== Segment start ==
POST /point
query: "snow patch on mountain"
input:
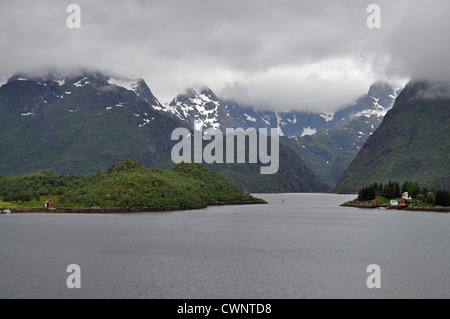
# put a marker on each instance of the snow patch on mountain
(309, 131)
(279, 123)
(130, 85)
(83, 82)
(328, 117)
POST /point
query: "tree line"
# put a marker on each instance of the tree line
(392, 190)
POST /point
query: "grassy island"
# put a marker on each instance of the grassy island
(125, 187)
(409, 196)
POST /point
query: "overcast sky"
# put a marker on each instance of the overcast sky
(284, 54)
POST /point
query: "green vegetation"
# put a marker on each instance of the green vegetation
(383, 193)
(411, 144)
(126, 184)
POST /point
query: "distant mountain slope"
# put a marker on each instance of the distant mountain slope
(84, 124)
(79, 125)
(330, 151)
(412, 143)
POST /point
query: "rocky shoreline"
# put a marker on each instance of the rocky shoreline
(123, 210)
(406, 208)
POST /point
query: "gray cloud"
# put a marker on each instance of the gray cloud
(305, 55)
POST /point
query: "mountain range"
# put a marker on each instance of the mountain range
(83, 124)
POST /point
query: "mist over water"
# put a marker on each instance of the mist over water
(305, 247)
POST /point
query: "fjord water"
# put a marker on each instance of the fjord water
(305, 247)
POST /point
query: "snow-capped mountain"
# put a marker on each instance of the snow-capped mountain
(80, 124)
(201, 108)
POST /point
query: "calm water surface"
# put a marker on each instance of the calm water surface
(306, 247)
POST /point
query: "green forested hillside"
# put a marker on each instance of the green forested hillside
(126, 184)
(411, 144)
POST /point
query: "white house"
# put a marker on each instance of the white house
(406, 196)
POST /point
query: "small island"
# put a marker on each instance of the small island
(410, 197)
(125, 188)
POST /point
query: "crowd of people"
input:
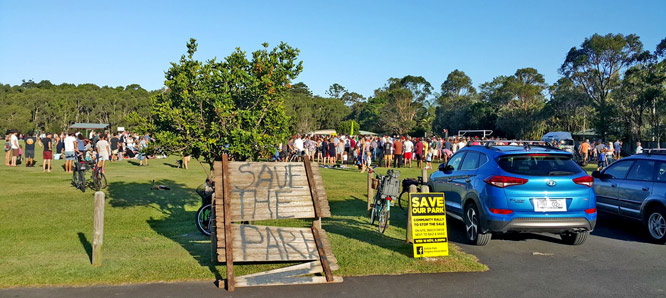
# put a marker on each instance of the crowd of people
(387, 151)
(406, 151)
(97, 147)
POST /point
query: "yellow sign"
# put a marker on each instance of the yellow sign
(429, 225)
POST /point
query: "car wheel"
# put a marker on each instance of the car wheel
(472, 227)
(656, 224)
(572, 238)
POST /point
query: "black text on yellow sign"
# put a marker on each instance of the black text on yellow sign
(429, 224)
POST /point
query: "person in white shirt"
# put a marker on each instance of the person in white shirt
(13, 141)
(70, 152)
(409, 148)
(298, 145)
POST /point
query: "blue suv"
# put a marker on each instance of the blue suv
(635, 187)
(499, 189)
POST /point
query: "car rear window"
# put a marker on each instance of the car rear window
(539, 164)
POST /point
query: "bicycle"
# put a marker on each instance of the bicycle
(99, 179)
(297, 156)
(387, 189)
(79, 172)
(203, 219)
(406, 183)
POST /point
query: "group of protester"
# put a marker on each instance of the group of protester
(405, 151)
(97, 147)
(389, 151)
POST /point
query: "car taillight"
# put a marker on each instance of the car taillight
(504, 181)
(585, 180)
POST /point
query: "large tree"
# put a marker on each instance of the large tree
(235, 105)
(597, 67)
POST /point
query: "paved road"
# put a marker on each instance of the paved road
(614, 262)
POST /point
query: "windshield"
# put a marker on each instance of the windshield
(539, 164)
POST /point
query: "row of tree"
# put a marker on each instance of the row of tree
(609, 83)
(46, 107)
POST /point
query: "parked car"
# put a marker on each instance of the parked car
(635, 187)
(499, 189)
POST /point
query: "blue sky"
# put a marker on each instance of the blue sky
(358, 44)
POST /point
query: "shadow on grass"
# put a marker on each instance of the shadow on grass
(358, 226)
(176, 223)
(86, 245)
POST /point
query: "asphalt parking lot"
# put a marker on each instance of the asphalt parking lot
(616, 261)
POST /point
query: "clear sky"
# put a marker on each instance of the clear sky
(358, 44)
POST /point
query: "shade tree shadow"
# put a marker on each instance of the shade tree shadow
(176, 223)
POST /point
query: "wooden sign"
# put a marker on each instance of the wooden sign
(254, 191)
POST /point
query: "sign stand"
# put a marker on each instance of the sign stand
(255, 191)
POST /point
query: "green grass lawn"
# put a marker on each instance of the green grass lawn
(46, 229)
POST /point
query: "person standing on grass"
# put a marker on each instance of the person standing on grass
(103, 150)
(30, 142)
(408, 147)
(8, 149)
(46, 143)
(13, 141)
(70, 146)
(143, 147)
(398, 152)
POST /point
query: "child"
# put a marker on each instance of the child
(431, 152)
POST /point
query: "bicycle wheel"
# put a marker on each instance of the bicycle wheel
(96, 181)
(203, 220)
(400, 202)
(82, 181)
(373, 211)
(384, 214)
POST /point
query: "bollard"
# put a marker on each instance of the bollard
(412, 189)
(98, 228)
(369, 191)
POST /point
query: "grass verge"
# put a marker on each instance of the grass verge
(46, 229)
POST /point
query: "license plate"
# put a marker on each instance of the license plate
(549, 205)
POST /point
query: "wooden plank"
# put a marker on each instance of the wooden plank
(313, 188)
(294, 281)
(228, 233)
(322, 255)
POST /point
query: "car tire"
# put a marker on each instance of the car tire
(655, 222)
(574, 238)
(472, 227)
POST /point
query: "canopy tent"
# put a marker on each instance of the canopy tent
(323, 132)
(89, 126)
(366, 133)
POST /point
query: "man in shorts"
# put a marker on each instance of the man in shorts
(70, 152)
(13, 140)
(103, 150)
(47, 144)
(30, 141)
(388, 152)
(114, 147)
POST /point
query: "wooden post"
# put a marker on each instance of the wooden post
(369, 191)
(228, 241)
(412, 189)
(424, 174)
(98, 228)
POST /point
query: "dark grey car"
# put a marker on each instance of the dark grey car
(635, 187)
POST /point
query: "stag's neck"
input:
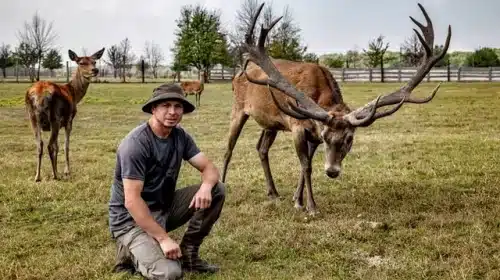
== Segment end ==
Give back, word for word, the lines from the line that contains "# put a marker on each instance of the wooden sign" through the last line of the records, with no pictures and nothing else.

# put a marker on each instance of the wooden sign
(254, 191)
POST /point
query: "sign stand"
# put a marker on each instance of the sign stand
(255, 191)
POST /point
query: "green grass lawn"
# put a marker on each instance of the green grass lawn
(46, 229)
POST /point
query: "person standing on grass"
# put a marker on each instance of the person standing on grass
(103, 150)
(30, 142)
(408, 147)
(8, 149)
(46, 143)
(13, 141)
(70, 146)
(143, 147)
(398, 152)
POST /point
query: "child"
# put a marker on each instance of the child
(431, 152)
POST /point
query: "bicycle wheel"
# put a marker on each instance of the bicycle wheel
(96, 181)
(203, 220)
(400, 202)
(82, 181)
(373, 211)
(384, 214)
POST /point
query: "bollard"
# put a marker on each instance of the bollard
(412, 189)
(98, 228)
(369, 191)
POST /point
query: "grass verge"
# put a marker on each instance of the grass verge
(46, 229)
POST /point
query: "license plate"
# put a marker on each instance of the license plate
(549, 205)
POST /point
query: "wooden plank"
# put a marker on each instance of the wooden plank
(313, 188)
(294, 281)
(228, 233)
(322, 255)
POST /point
query: "car tire"
# put a marker on each instance of the car tire
(655, 222)
(574, 238)
(472, 227)
POST /point
query: "canopy tent"
# put a marker on each instance of the canopy tent
(323, 132)
(89, 126)
(366, 133)
POST /point
query: "man in shorts"
# put a marker on each instance of the man in shorts
(70, 152)
(13, 140)
(103, 150)
(47, 144)
(30, 141)
(388, 152)
(114, 147)
POST /point
query: "wooden post"
# put a marker on each instance of the wooden post
(369, 191)
(228, 241)
(412, 189)
(424, 174)
(98, 228)
POST /point
query: "dark grey car"
# put a marker on each instance of the dark grey car
(635, 187)
POST /point
query: "stag's neck"
input:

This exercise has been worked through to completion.